DOCUMENT EXCERPT
....

# Considering making some money on the weekends.



## Judd (May 24, 2010)

My daughter plays fastpitch softball and we spend almost every weekend at the ballpark. I have been taking pictures of her team, and have decided I want to try to make some money while I am there. Hey, travel ball is expensive and I need to make some extra $$ where I can 

I have a Canon 50D with 2 lenses, one is a EFS 18-55 and the other is an EFS 55-250.

I dont really have alot of experience, and I started a thread critiquing my shots over here 

http://www.thephotoforum.com/forum/...wb-shots-fastpitch-softball-cc-need-help.html


My idea is to take pictures, hand out business cards to all the parents with a web site to view pictures, then use smugmug as the commerce platform.


The way I see it, is I don't have much to loose, except time. And since I am at the park anyway, why not? As far as the parents go, if they don't like the pictures, they don't have to buy. It's not like they hired me to do a wedding and I botched it. Plus, it gives me practice, and maybe I'll be real good by July/August at the end of the season.


----------



## gsgary (May 24, 2010)

I had a look and can't see any of the shots selling, Maybe in a few years time


----------



## pbelarge (May 24, 2010)

Judd said:


> Hey, travel ball is expensive and I need to make some extra $$ where I can
> 
> I have a Canon 50D with 2 lenses, one is a EFS 18-55 and the other is an EFS 55-250.
> 
> ...


 

Judd
There are many on this site who cannot stand when someone who is new to photography all of a sudden thinks they are good enough to '_go pro'. _Going pro basically means selling one's goods, whatever those goods may be.


I can emphasize with you about the costs of bringing children up, especially with traveling teams and other extra ciricular activities.

Your photos on the other thread need some work. If you are going to do yourself, your child and the potential customers a service, you need improvement. In your case, as fast as is possible. 

1. you need to know your equipment
2. you need to know more about photography
3. you need to be able to anticipate what the players may be about to do, which means you need to understand the sport better. This way you can position yourself.

4. If you are going to make a go of this, you are no longer a spectator of your daughter's outings, you are now a photographer....a whole different mindset..

....

[Excerpts of labeled region data]
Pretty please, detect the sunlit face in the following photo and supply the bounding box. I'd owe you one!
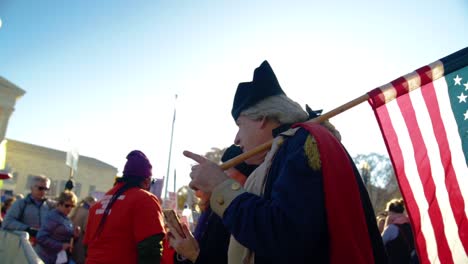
[234,115,273,164]
[224,168,247,186]
[57,201,76,215]
[31,181,49,200]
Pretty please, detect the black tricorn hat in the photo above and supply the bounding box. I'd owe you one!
[231,61,285,121]
[221,145,258,177]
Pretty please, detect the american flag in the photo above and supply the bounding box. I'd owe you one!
[368,48,468,263]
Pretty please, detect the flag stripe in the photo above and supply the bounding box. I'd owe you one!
[396,79,453,263]
[375,104,435,263]
[410,84,468,263]
[384,96,440,263]
[415,72,468,258]
[368,48,468,264]
[434,80,468,219]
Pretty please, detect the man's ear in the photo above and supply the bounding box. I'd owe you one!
[259,116,268,129]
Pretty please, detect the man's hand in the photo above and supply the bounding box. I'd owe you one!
[167,223,200,263]
[25,227,39,237]
[184,151,228,193]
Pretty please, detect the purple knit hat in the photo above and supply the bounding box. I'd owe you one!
[123,150,153,178]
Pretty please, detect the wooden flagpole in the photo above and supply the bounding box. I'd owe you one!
[220,93,369,170]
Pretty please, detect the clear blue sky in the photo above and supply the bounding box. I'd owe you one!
[0,0,468,194]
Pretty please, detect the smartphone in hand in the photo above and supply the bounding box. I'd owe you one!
[163,209,186,238]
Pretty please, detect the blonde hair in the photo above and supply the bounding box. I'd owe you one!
[241,94,341,141]
[57,190,78,205]
[241,94,309,125]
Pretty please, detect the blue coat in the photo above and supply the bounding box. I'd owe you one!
[35,209,74,264]
[212,129,386,264]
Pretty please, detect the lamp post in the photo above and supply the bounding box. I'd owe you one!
[360,160,370,189]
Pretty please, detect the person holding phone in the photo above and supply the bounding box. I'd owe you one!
[168,145,257,264]
[2,175,55,246]
[35,190,80,264]
[184,61,386,264]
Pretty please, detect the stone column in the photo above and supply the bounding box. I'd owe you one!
[0,76,25,142]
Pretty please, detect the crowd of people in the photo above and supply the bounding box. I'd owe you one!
[2,61,417,264]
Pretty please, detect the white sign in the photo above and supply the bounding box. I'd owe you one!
[65,149,79,171]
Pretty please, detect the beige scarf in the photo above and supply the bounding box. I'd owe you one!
[228,128,298,264]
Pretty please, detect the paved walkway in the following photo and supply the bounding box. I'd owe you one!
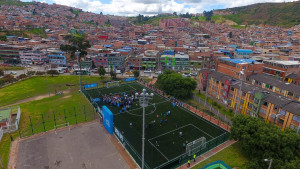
[179,140,236,169]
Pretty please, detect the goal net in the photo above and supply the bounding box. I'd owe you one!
[105,81,120,88]
[186,137,206,156]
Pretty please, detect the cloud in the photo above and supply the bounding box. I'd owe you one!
[32,0,293,16]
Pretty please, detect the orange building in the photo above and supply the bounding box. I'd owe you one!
[216,58,263,78]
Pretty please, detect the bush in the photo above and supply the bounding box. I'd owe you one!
[2,74,17,83]
[0,79,5,86]
[133,70,140,77]
[47,70,59,76]
[35,71,46,76]
[27,71,35,76]
[17,74,27,80]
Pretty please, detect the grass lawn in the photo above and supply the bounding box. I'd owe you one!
[0,66,25,71]
[192,142,250,169]
[87,82,229,168]
[0,92,94,167]
[194,92,234,119]
[0,76,105,106]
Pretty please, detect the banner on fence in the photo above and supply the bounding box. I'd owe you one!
[102,106,114,134]
[84,83,98,89]
[115,128,124,143]
[125,77,135,82]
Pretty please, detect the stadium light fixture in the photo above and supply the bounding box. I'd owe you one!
[264,158,273,169]
[75,50,81,92]
[135,89,154,169]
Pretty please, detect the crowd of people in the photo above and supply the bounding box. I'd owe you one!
[103,91,135,112]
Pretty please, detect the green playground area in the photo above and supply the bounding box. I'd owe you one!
[83,82,229,169]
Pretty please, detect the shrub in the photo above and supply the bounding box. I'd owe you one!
[2,74,17,83]
[17,74,27,80]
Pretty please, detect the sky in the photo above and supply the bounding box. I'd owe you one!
[22,0,295,16]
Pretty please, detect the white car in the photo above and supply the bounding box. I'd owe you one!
[10,71,17,75]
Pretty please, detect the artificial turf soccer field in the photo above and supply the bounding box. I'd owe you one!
[86,82,227,168]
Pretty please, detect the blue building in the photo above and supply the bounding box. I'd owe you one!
[48,52,67,67]
[233,49,253,59]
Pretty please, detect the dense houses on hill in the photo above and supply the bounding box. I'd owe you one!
[0,2,300,129]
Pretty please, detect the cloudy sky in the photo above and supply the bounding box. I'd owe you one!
[22,0,293,16]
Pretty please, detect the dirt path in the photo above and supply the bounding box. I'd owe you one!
[0,89,71,109]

....

WHAT YOU WILL DO
a) Print the softball photography thread from "I dont really" up to and including "of the season.".
b) Which usernames appear as post authors in the softball photography thread?
c) In the softball photography thread, what does Judd plan to use as the commerce platform for selling his pictures?
This material comes from a separate source unrelated to the thread.

TASK-BY-TASK RESULTS
a)
I dont really have alot of experience, and I started a thread critiquing my shots over here 

http://www.thephotoforum.com/forum/...wb-shots-fastpitch-softball-cc-need-help.html


My idea is to take pictures, hand out business cards to all the parents with a web site to view pictures, then use smugmug as the commerce platform.


The way I see it, is I don't have much to loose, except time. And since I am at the park anyway, why not? As far as the parents go, if they don't like the pictures, they don't have to buy. It's not like they hired me to do a wedding and I botched it. Plus, it gives me practice, and maybe I'll be real good by July/August at the end of the season.

b) Judd, gsgary, pbelarge

c) Smugmug